» **TASK DIRECTIONS**
Set out each line of the listing below as a numbered list, skipping any blank lines.
============
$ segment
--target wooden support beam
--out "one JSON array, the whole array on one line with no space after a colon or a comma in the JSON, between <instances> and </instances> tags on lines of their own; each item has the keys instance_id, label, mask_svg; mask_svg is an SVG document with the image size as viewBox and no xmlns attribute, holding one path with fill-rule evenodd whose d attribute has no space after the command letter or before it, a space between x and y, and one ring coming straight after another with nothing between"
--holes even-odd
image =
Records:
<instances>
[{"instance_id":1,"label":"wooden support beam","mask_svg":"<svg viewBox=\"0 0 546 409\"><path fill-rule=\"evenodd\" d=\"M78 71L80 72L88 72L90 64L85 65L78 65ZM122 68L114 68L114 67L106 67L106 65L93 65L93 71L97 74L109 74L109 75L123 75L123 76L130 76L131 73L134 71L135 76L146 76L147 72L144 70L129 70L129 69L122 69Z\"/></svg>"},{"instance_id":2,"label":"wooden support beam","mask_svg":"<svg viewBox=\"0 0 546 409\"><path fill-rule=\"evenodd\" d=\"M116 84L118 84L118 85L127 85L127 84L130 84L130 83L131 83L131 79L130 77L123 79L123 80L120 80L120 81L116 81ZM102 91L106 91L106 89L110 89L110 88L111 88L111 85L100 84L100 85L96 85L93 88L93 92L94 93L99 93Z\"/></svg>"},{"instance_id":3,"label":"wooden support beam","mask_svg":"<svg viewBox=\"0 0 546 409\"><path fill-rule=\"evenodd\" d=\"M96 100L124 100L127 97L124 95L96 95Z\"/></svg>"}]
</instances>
============
» **ANSWER**
1. $ segment
2. --target wooden support beam
3. --out "one JSON array, the whole array on one line with no space after a colon or a comma in the JSON, between <instances> and </instances> tags on lines of their own; each item has the keys instance_id, label, mask_svg; mask_svg is an SVG document with the image size as viewBox and no xmlns attribute, holding one path with fill-rule evenodd whose d attribute has no space after the command letter or before it, a space between x and y, and one ring coming straight after another with nothing between"
4. --holes even-odd
5. image =
6. Records:
7. <instances>
8. [{"instance_id":1,"label":"wooden support beam","mask_svg":"<svg viewBox=\"0 0 546 409\"><path fill-rule=\"evenodd\" d=\"M78 71L80 72L88 72L90 64L85 65L78 65ZM122 68L114 68L114 67L106 67L106 65L93 65L93 71L97 74L109 74L109 75L123 75L123 76L130 76L131 73L134 71L135 76L146 76L147 72L144 70L129 70L129 69L122 69Z\"/></svg>"},{"instance_id":2,"label":"wooden support beam","mask_svg":"<svg viewBox=\"0 0 546 409\"><path fill-rule=\"evenodd\" d=\"M116 84L118 84L118 85L127 85L127 84L130 84L130 83L131 83L131 79L130 77L123 79L123 80L120 80L120 81L116 81ZM102 91L106 91L106 89L110 89L110 88L111 88L111 85L100 84L100 85L96 85L93 88L93 92L94 93L99 93Z\"/></svg>"},{"instance_id":3,"label":"wooden support beam","mask_svg":"<svg viewBox=\"0 0 546 409\"><path fill-rule=\"evenodd\" d=\"M96 100L124 100L127 97L124 95L96 95Z\"/></svg>"}]
9. </instances>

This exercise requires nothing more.